- [Data supplied]
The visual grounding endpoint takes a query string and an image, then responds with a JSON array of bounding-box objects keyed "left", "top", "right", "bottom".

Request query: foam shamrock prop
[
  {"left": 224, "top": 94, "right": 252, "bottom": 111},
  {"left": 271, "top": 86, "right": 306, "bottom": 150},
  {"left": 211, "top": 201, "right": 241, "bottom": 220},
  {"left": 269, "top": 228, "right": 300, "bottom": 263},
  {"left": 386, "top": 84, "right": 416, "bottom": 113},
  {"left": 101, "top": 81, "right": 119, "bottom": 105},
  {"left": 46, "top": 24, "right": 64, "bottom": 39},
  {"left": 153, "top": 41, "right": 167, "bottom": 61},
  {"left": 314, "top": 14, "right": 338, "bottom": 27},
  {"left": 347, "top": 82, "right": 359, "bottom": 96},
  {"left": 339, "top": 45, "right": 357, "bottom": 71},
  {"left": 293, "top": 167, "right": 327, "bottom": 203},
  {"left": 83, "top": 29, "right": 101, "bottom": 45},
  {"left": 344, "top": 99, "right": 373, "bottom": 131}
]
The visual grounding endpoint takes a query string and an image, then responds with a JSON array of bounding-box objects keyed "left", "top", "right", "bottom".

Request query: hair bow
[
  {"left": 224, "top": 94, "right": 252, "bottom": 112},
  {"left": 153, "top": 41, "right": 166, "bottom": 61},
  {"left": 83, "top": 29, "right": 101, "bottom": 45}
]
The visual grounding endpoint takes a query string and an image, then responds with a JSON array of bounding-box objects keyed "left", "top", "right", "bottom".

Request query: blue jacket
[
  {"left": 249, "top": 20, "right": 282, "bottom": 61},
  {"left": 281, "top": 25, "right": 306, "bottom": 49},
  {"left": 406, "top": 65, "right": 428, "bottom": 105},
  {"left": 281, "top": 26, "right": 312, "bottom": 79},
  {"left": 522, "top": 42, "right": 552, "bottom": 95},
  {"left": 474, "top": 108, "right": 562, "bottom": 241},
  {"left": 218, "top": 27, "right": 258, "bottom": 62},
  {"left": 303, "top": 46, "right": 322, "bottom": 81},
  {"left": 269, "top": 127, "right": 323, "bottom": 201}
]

- [Task directions]
Every record in the listing above is to be copied exactly.

- [Task output]
The visual grounding endpoint takes a query string and an image, then responds with a JSON array of bounding-box objects keyed "left", "top", "right", "bottom".

Request query: foam shamrock prop
[
  {"left": 224, "top": 94, "right": 252, "bottom": 111},
  {"left": 271, "top": 86, "right": 306, "bottom": 150},
  {"left": 211, "top": 201, "right": 241, "bottom": 220},
  {"left": 269, "top": 228, "right": 300, "bottom": 263},
  {"left": 386, "top": 84, "right": 416, "bottom": 113},
  {"left": 101, "top": 81, "right": 119, "bottom": 105},
  {"left": 46, "top": 24, "right": 64, "bottom": 39},
  {"left": 153, "top": 41, "right": 167, "bottom": 61},
  {"left": 314, "top": 14, "right": 338, "bottom": 27},
  {"left": 347, "top": 82, "right": 359, "bottom": 96},
  {"left": 339, "top": 45, "right": 357, "bottom": 71},
  {"left": 293, "top": 167, "right": 327, "bottom": 203},
  {"left": 83, "top": 29, "right": 101, "bottom": 45},
  {"left": 344, "top": 99, "right": 373, "bottom": 131}
]
The visual grounding endpoint takes a query string and an image, then responds with a JSON array of bounding-box objects keyed "left", "top", "right", "bottom".

Request query: hair bow
[
  {"left": 224, "top": 94, "right": 252, "bottom": 112},
  {"left": 153, "top": 41, "right": 166, "bottom": 61},
  {"left": 83, "top": 29, "right": 101, "bottom": 45}
]
The visual grounding endpoint takes a query string and an image, then responds with a JSON array of bounding-box objects keyed "left", "top", "right", "bottom".

Request query: blue jacket
[
  {"left": 249, "top": 20, "right": 282, "bottom": 61},
  {"left": 281, "top": 25, "right": 306, "bottom": 49},
  {"left": 406, "top": 65, "right": 428, "bottom": 105},
  {"left": 281, "top": 26, "right": 312, "bottom": 79},
  {"left": 522, "top": 42, "right": 552, "bottom": 95},
  {"left": 474, "top": 108, "right": 562, "bottom": 241},
  {"left": 218, "top": 27, "right": 258, "bottom": 62},
  {"left": 303, "top": 46, "right": 322, "bottom": 81},
  {"left": 269, "top": 127, "right": 323, "bottom": 201}
]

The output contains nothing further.